◆ **REQUIRED ACTION**
The expected response is a copy of every line in the entries below that includes the word "When".

◆ **DATA PROVIDED**
[Start of Attachment]

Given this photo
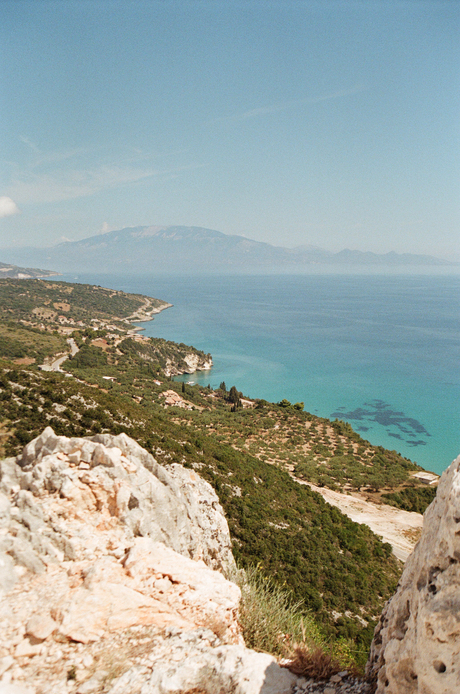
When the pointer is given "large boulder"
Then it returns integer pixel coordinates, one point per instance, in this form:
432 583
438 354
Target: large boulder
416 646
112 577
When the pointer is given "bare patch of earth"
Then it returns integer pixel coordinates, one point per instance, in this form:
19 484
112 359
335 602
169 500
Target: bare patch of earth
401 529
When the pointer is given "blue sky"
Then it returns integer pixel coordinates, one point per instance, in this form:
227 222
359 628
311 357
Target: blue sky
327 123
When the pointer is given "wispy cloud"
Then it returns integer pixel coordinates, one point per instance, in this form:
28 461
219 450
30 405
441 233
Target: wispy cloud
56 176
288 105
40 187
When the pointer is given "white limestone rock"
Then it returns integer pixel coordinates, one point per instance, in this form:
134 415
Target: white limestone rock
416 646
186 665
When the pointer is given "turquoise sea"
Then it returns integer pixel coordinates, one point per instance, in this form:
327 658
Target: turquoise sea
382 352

[End of Attachment]
[Start of Attachment]

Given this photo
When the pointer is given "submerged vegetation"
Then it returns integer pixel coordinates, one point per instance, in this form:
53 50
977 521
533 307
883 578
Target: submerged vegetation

[End of Attachment]

◆ **ANSWER TO THE PROBLEM**
When the pointer is given "large boulder"
When the pointer is given "bare patch of earth"
When the pointer is given "blue sky"
When the pointer is given "wispy cloud"
When the pointer is given "white limestone rock"
When the pointer is given "turquoise sea"
When the pointer is given "submerged vegetation"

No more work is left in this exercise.